— Begin —
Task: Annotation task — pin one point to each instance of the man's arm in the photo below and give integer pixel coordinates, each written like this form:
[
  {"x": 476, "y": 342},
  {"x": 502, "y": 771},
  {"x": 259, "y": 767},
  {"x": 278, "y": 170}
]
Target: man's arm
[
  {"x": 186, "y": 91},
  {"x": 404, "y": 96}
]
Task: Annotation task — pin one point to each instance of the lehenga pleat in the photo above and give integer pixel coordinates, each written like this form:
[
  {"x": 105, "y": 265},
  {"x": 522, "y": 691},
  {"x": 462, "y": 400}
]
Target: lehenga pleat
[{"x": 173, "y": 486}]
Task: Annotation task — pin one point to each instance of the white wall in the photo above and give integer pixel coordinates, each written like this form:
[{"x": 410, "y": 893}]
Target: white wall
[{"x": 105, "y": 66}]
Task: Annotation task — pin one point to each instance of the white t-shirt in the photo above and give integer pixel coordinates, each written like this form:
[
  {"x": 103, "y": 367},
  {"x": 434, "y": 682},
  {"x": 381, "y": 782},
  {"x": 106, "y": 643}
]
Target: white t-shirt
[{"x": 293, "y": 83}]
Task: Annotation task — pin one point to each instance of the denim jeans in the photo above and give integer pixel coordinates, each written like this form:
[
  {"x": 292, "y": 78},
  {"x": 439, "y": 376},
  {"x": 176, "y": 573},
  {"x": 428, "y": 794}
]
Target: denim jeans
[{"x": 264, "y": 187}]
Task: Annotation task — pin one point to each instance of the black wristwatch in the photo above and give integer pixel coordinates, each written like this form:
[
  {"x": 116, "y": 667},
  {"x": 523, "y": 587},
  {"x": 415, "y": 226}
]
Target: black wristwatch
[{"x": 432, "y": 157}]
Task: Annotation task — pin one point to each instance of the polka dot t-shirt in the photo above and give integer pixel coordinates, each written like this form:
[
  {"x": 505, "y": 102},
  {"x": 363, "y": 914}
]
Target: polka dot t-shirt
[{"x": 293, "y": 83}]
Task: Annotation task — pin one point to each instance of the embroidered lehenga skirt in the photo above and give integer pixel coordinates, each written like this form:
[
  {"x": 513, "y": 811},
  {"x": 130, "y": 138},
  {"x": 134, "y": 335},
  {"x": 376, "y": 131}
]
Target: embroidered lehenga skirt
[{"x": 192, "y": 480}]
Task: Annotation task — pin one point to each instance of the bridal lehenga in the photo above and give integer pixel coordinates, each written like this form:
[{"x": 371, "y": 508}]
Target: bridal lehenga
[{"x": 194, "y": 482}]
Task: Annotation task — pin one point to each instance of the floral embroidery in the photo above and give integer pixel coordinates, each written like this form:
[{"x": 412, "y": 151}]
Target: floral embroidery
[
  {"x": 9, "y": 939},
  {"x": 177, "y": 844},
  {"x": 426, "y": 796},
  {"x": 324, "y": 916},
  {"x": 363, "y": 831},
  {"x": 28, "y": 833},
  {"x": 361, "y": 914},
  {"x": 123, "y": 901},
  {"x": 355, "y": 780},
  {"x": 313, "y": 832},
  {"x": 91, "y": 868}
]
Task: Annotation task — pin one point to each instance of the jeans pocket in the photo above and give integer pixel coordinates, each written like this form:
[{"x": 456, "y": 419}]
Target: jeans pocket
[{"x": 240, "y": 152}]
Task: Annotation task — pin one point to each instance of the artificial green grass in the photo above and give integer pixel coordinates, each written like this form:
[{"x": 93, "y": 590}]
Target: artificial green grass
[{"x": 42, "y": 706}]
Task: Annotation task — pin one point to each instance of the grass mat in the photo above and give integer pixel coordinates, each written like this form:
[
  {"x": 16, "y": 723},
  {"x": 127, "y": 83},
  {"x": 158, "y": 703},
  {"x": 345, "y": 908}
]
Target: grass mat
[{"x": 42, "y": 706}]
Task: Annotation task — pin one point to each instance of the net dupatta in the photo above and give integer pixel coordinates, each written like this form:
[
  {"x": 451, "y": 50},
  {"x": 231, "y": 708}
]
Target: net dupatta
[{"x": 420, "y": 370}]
— End —
• [Short exercise]:
Please retype, exactly as written, every line from the line containing "of the embroidered" through the last line of the records above, including both of those lines, and nothing else.

• [Task result]:
Task: Annotation task — pin one point to each instance of the embroidered lehenga skirt in the photo above and give integer pixel coordinates, each written like this form:
[
  {"x": 513, "y": 811},
  {"x": 130, "y": 138},
  {"x": 134, "y": 335},
  {"x": 376, "y": 131}
]
Target: embroidered lehenga skirt
[{"x": 192, "y": 480}]
Task: Annotation task — pin one point to each instance of the bridal lehenga in the photo above and give integer pixel coordinates, each written like this form:
[{"x": 371, "y": 508}]
Target: bridal lehenga
[{"x": 194, "y": 482}]
Task: Annotation task — pin one point to each instance of the floral embroidery in the photo above and give integer pixel coordinates, each written like this form:
[{"x": 412, "y": 151}]
Target: floral embroidery
[
  {"x": 9, "y": 939},
  {"x": 177, "y": 844},
  {"x": 426, "y": 796},
  {"x": 324, "y": 916},
  {"x": 363, "y": 831},
  {"x": 28, "y": 833},
  {"x": 361, "y": 914},
  {"x": 123, "y": 901},
  {"x": 355, "y": 780},
  {"x": 313, "y": 832},
  {"x": 91, "y": 868}
]
Task: Annotation task — pin one point to each instance of the jeans pocket in the photo above and give integer pixel coordinates, each written like this form:
[{"x": 456, "y": 419}]
Target: jeans pocket
[{"x": 240, "y": 152}]
Task: Annotation task — pin one point to each instance of the artificial green grass in the photo above and give integer pixel coordinates, each written like this form:
[{"x": 93, "y": 590}]
Target: artificial green grass
[{"x": 42, "y": 706}]
Task: Annotation task — pin one point to each instance of the grass mat in the photo above and give integer pixel coordinates, each written like this form:
[
  {"x": 16, "y": 723},
  {"x": 127, "y": 83},
  {"x": 158, "y": 703},
  {"x": 345, "y": 908}
]
Target: grass mat
[{"x": 42, "y": 706}]
Task: Annotation task — pin one point to each instance of the net dupatta in the photo above and give integer pixel coordinates, each written like this form:
[
  {"x": 451, "y": 50},
  {"x": 231, "y": 708}
]
Target: net dupatta
[{"x": 420, "y": 370}]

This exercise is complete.